--- WORKING DATA ---

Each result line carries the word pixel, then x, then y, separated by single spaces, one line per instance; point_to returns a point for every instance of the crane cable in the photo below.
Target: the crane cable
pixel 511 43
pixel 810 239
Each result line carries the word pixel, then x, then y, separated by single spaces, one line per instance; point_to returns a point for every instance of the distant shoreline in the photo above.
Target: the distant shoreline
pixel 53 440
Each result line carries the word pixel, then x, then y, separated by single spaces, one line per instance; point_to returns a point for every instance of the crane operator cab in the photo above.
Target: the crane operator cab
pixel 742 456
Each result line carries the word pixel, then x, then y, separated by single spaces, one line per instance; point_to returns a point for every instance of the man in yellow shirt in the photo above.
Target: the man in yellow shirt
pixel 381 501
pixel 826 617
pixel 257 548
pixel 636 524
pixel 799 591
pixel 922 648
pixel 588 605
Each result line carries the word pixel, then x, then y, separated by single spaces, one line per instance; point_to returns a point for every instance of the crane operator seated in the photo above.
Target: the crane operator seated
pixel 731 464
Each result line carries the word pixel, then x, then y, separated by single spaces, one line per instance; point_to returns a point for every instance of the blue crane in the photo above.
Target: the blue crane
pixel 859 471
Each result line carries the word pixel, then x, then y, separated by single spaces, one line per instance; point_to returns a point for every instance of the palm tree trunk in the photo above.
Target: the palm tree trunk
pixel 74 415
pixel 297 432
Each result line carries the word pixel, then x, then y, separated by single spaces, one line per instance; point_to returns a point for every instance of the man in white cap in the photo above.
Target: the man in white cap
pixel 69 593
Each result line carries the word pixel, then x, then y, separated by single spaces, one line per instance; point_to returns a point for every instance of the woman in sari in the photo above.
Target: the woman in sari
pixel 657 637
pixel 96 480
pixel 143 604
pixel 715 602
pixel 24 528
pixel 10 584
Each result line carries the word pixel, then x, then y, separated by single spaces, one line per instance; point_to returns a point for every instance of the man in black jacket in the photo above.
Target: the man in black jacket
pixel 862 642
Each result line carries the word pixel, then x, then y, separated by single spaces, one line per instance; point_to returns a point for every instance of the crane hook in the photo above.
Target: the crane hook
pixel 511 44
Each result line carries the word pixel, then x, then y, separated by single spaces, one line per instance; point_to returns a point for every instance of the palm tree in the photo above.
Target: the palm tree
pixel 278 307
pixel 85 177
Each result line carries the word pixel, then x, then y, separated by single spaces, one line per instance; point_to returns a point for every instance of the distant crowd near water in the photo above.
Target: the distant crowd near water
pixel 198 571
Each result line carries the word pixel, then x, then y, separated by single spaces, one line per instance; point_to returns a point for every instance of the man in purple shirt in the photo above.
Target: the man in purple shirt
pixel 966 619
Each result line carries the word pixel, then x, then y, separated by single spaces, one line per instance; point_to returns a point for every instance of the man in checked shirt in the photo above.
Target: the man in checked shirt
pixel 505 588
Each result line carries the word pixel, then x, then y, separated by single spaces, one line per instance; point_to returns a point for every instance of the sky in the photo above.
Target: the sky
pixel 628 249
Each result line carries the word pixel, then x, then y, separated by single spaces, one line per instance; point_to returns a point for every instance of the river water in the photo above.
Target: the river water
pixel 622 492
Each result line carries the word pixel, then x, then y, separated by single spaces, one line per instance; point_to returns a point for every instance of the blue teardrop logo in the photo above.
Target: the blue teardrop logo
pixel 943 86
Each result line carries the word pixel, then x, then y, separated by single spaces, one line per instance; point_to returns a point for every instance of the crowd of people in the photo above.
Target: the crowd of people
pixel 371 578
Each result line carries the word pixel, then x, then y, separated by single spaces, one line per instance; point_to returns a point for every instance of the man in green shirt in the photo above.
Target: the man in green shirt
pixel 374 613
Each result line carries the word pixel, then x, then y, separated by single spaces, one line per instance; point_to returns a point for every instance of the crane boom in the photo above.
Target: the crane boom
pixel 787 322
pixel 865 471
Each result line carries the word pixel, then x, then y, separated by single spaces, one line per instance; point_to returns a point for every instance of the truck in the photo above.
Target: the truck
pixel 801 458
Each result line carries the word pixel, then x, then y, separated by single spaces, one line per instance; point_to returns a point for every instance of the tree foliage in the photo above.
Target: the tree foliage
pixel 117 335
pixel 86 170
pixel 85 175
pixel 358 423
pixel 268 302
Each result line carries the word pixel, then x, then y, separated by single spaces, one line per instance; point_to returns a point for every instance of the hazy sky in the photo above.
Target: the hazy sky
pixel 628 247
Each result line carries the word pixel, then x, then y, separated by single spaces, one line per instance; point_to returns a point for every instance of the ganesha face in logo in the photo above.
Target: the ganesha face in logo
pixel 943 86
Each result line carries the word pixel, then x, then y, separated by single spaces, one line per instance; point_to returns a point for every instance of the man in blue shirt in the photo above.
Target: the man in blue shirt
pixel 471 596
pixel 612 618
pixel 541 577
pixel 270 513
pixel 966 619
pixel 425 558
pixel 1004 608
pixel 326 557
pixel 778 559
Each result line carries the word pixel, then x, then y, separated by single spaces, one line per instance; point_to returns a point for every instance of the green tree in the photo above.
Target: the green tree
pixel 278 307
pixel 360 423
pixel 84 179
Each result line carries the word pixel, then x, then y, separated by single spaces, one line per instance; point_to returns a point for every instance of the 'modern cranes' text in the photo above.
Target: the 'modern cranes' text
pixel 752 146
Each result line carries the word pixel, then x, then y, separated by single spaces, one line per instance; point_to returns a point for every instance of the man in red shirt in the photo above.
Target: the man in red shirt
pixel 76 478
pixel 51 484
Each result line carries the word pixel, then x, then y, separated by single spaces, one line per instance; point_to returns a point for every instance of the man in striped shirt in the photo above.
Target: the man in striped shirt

---

» TASK STATEMENT:
Lay out the lines as a Markdown table with the columns No. and Line, starting at the line containing "yellow shirt in the photo above." and ending at the line containing "pixel 10 584". Number each row and skip any blank lines.

» ANSWER TO THE TASK:
| No. | Line |
|---|---|
| 1 | Each result line carries the word pixel, then x, then y, separated by single spaces, one line per instance; point_to returns a point for every instance of the man in yellow shirt in the photo above. |
| 2 | Target: the man in yellow shirt |
| 3 | pixel 381 501 |
| 4 | pixel 826 617 |
| 5 | pixel 257 548 |
| 6 | pixel 636 524 |
| 7 | pixel 799 591 |
| 8 | pixel 922 648 |
| 9 | pixel 588 605 |
| 10 | Each result line carries the word pixel, then x, then y, separated by single spaces, one line per instance; point_to returns a point for every instance of the crane operator seated in the photo above. |
| 11 | Target: the crane operator seated |
| 12 | pixel 731 464 |
| 13 | Each result line carries the word pixel, then x, then y, separated by single spaces, one line per instance; point_to returns a point for every instance of the blue crane in the photo above. |
| 14 | Target: the blue crane |
| 15 | pixel 859 471 |
| 16 | Each result line carries the word pixel, then x, then y, separated by single spaces, one line per instance; point_to returns a point for every instance of the palm tree trunk in the photo above. |
| 17 | Target: the palm tree trunk |
| 18 | pixel 74 415 |
| 19 | pixel 297 432 |
| 20 | Each result line carries the word pixel, then x, then y, separated by single spaces, one line per instance; point_to returns a point for every instance of the man in white cap in the photo above. |
| 21 | Target: the man in white cap |
| 22 | pixel 69 593 |
| 23 | Each result line carries the word pixel, then x, then y, separated by single spaces, one line per instance; point_to returns a point for every instance of the woman in sari in the photo above. |
| 24 | Target: the woman in sari |
| 25 | pixel 657 637 |
| 26 | pixel 96 480 |
| 27 | pixel 143 604 |
| 28 | pixel 715 602 |
| 29 | pixel 24 528 |
| 30 | pixel 10 584 |